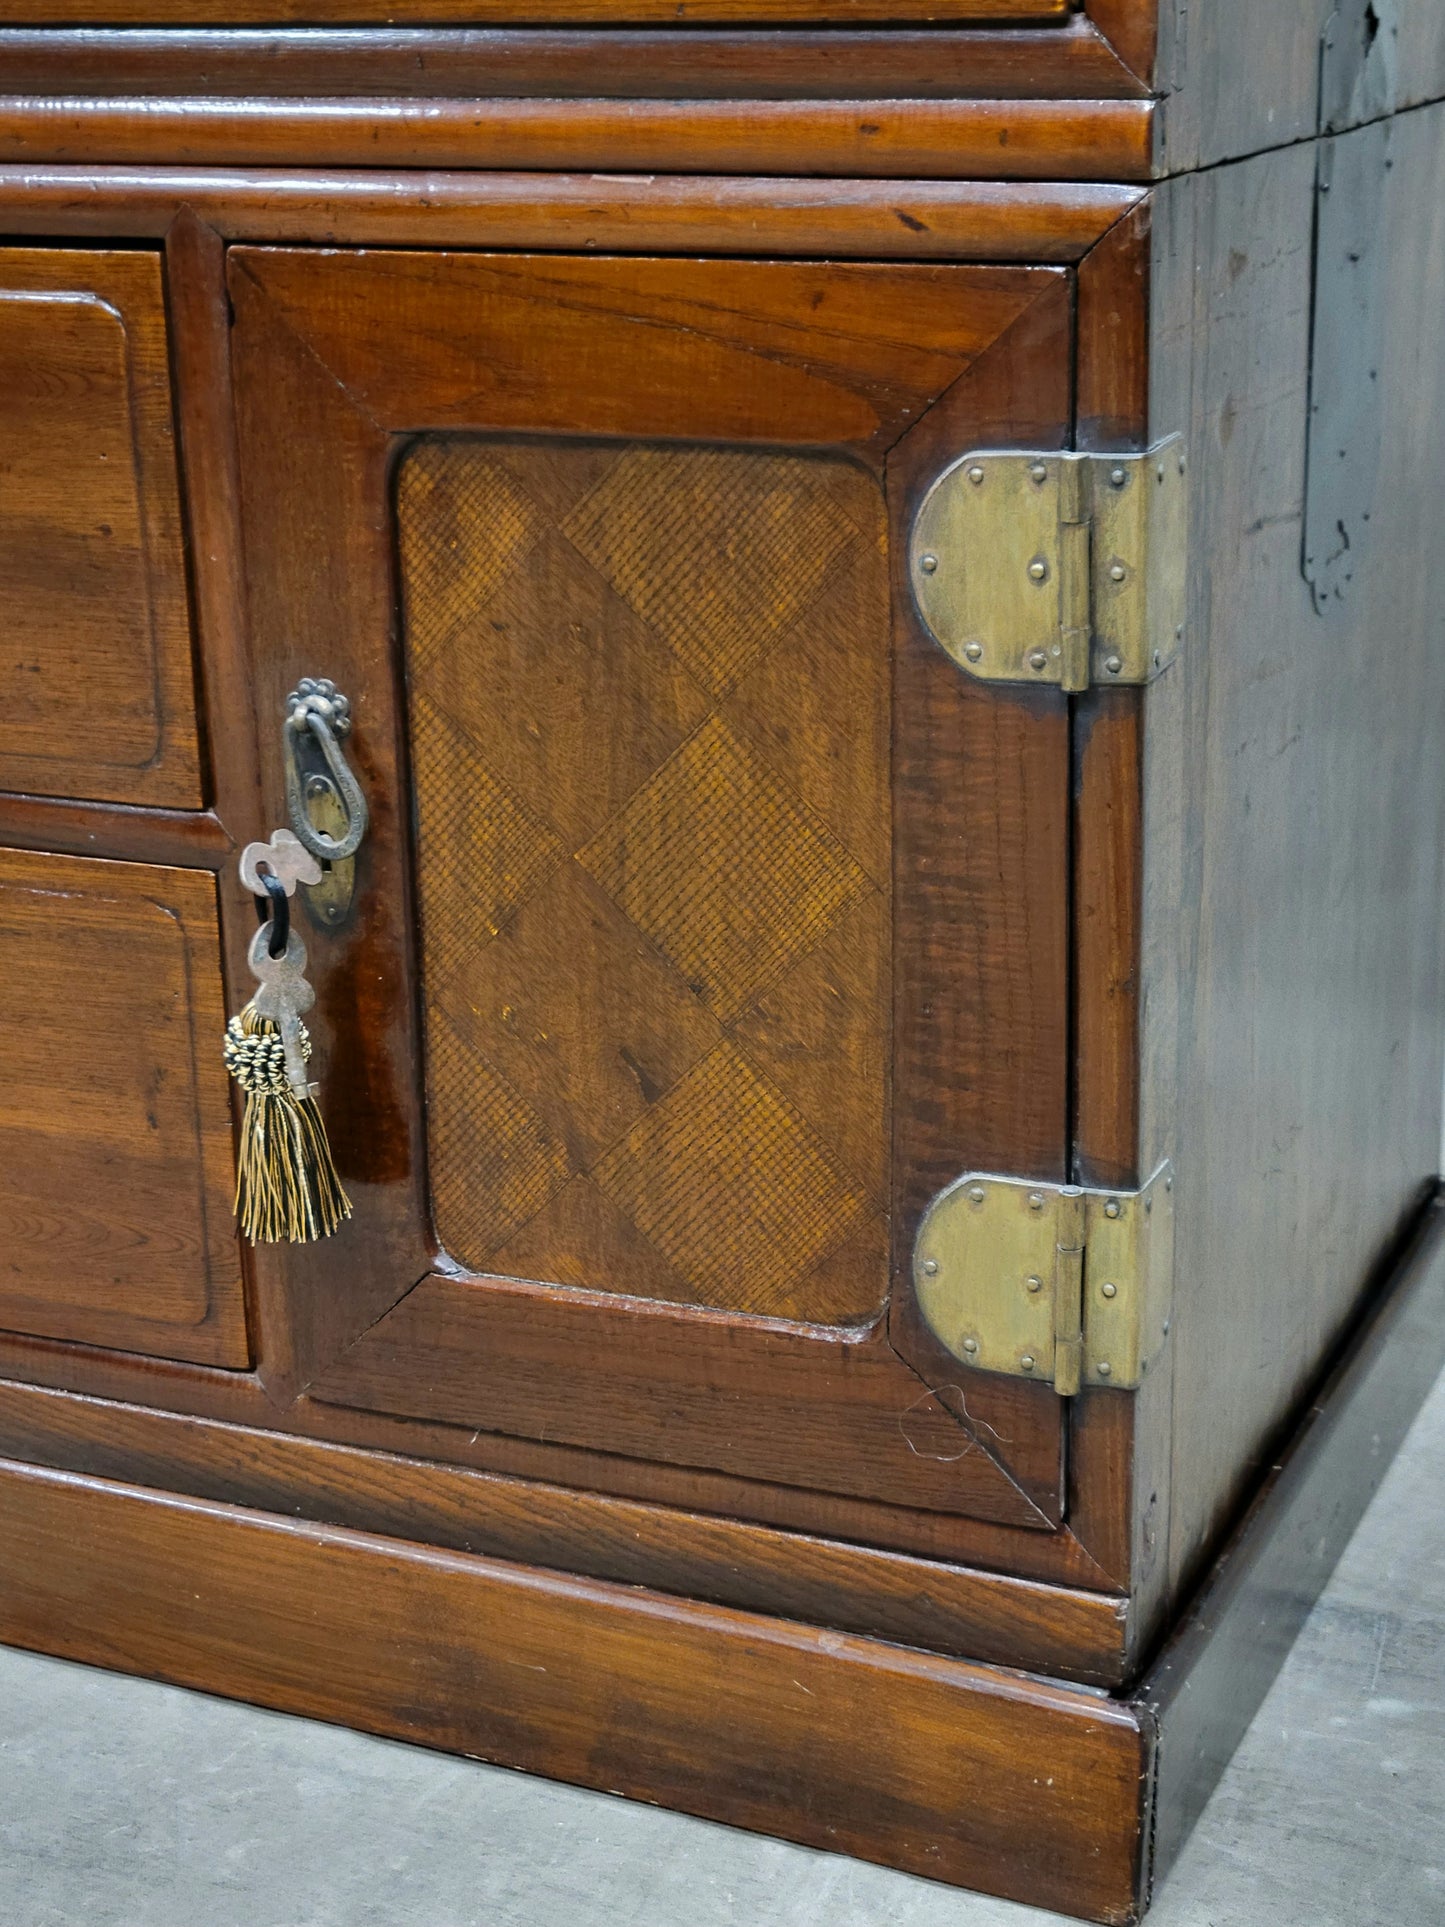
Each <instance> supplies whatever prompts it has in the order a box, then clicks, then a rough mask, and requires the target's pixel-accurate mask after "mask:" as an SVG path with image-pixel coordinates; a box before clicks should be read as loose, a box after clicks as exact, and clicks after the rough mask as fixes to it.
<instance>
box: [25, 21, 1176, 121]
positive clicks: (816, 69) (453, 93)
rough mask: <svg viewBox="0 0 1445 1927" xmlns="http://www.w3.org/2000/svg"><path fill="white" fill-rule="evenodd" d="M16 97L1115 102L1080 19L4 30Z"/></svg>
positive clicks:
————————
* TASK TO COMPLETE
Track down all lines above with the string "positive" and copy them.

* ANSWER TO THIS PROBLEM
positive clicks: (816, 69) (453, 93)
positive clicks:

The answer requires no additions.